Фрагмент текста:

__________________________________________________

Выбрать главу

В повествовательном произведении современного типа, например в повести и романе XIX–XX веков, с развернутой психологической, или бытовой, или, во всяком случае, типологической разработкой образов людей, с принципиально выписанным жизненно-бытовым фоном, с широкой и по преимуществу социальной картиной бытия, — самое понятие об «авторе» как точке зрения и как образе формировалось медленно и с трудом, и на этом пути гоголевские искания представляют одно из наиболее глубоких и своеобразных явлений.

__________________________________________________

Исходные данные:
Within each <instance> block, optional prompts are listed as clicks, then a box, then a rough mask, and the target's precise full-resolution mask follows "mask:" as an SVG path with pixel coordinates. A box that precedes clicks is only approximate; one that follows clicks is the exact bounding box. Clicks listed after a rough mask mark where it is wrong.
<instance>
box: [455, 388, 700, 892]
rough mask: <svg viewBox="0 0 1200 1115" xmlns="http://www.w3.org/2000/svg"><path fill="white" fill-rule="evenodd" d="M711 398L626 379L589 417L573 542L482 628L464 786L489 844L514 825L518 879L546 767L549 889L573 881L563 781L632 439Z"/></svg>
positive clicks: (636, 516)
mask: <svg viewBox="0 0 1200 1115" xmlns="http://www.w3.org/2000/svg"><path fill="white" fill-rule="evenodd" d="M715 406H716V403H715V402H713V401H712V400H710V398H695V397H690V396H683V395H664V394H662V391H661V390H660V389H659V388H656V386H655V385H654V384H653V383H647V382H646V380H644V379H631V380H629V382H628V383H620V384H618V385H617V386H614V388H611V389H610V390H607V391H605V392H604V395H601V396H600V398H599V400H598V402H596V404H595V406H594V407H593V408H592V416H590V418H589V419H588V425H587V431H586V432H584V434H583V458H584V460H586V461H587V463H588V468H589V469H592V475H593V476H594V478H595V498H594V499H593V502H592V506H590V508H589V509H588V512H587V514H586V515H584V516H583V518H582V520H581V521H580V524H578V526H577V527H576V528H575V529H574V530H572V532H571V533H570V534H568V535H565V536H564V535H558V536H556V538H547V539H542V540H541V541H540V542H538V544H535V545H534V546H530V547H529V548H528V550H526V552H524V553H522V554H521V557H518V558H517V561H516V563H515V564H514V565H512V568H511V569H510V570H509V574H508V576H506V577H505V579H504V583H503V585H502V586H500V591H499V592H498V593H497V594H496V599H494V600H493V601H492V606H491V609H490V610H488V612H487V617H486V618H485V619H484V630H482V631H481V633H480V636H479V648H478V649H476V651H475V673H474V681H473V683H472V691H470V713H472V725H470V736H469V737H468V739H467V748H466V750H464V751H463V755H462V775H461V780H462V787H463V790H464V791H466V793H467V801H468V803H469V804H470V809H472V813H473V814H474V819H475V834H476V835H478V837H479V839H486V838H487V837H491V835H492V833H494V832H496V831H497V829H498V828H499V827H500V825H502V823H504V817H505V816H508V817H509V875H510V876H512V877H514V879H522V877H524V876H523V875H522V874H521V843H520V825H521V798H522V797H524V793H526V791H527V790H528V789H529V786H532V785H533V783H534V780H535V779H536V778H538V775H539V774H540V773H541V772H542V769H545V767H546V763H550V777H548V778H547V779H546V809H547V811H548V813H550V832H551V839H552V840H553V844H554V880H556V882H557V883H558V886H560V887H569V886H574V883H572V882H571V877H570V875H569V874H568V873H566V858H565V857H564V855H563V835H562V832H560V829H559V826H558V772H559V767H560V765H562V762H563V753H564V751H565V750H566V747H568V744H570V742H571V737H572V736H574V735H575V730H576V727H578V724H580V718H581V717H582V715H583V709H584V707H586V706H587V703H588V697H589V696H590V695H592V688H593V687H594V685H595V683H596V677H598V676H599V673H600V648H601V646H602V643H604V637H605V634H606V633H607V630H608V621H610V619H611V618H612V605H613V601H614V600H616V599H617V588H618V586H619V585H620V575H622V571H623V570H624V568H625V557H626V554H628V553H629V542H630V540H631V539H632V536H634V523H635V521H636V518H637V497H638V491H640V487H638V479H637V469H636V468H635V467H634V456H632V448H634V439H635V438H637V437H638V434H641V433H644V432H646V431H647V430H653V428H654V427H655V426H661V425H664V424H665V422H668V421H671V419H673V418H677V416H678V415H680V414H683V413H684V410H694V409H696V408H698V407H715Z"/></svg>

__________________________________________________

Задания:
1. Какие жанры фрагмент приводит как пример повествовательного произведения современного типа?
2. Пожалуйста, выведите дословно часть фрагмента от «Выбрать главу» до «и своеобразных явлений.».
Данные — самостоятельный материал, с фрагментом они не связаны.

Ответы:
1. Повесть и роман XIX–XX веков.

2.
Выбрать главу

В повествовательном произведении современного типа, например в повести и романе XIX–XX веков, с развернутой психологической, или бытовой, или, во всяком случае, типологической разработкой образов людей, с принципиально выписанным жизненно-бытовым фоном, с широкой и по преимуществу социальной картиной бытия, — самое понятие об «авторе» как точке зрения и как образе формировалось медленно и с трудом, и на этом пути гоголевские искания представляют одно из наиболее глубоких и своеобразных явлений.